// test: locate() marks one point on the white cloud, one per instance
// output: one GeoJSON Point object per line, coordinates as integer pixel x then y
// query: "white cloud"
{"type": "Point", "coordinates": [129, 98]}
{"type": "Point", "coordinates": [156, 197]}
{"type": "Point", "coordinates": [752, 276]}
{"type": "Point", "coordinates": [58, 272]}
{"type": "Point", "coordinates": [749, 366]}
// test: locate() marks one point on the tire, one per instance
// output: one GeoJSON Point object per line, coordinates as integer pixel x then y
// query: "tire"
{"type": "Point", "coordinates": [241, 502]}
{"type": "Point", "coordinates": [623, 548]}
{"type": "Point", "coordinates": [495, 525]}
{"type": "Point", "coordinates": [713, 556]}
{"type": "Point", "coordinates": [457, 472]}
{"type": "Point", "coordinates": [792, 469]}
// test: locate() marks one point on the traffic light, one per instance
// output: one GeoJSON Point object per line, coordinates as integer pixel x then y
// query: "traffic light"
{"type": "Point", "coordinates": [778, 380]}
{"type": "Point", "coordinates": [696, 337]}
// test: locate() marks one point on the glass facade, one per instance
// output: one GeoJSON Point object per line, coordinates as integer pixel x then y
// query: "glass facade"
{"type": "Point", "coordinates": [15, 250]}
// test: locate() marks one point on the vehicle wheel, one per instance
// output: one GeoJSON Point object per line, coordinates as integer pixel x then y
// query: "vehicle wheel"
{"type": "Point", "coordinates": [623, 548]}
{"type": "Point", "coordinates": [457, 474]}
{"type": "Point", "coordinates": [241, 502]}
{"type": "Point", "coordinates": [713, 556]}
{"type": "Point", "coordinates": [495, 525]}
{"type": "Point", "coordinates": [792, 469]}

================

What is needed is a verbatim copy of the data, complete from first line to last.

*WRITTEN SOLUTION*
// test: locate() marks one point on the white cloud, one per instance
// output: one GeoJSON Point object per line, coordinates as integer pixel x then y
// query: "white cloud"
{"type": "Point", "coordinates": [129, 98]}
{"type": "Point", "coordinates": [156, 197]}
{"type": "Point", "coordinates": [752, 276]}
{"type": "Point", "coordinates": [58, 272]}
{"type": "Point", "coordinates": [749, 366]}
// test: locate() marks one point on the tire, one per instance
// output: one GeoJSON Point object per line, coordinates as integer pixel x then y
// query: "tire"
{"type": "Point", "coordinates": [241, 502]}
{"type": "Point", "coordinates": [623, 548]}
{"type": "Point", "coordinates": [495, 525]}
{"type": "Point", "coordinates": [713, 556]}
{"type": "Point", "coordinates": [457, 472]}
{"type": "Point", "coordinates": [792, 469]}
// test: locate() marks one point on the traffic light, one per instance
// output: one GeoJSON Point object per line, coordinates as integer pixel x then y
// query: "traffic light"
{"type": "Point", "coordinates": [778, 380]}
{"type": "Point", "coordinates": [696, 337]}
// test: locate() marks one point on the glass facade, one per instance
// output: one GeoJSON Point object per line, coordinates as integer pixel x then y
// query: "glass facade"
{"type": "Point", "coordinates": [15, 250]}
// test: locate() marks one point on the vehicle wheel, one per instance
// output: one GeoJSON Point object per line, coordinates as integer pixel x then y
// query: "vehicle wheel"
{"type": "Point", "coordinates": [623, 548]}
{"type": "Point", "coordinates": [457, 474]}
{"type": "Point", "coordinates": [241, 502]}
{"type": "Point", "coordinates": [713, 556]}
{"type": "Point", "coordinates": [495, 525]}
{"type": "Point", "coordinates": [792, 469]}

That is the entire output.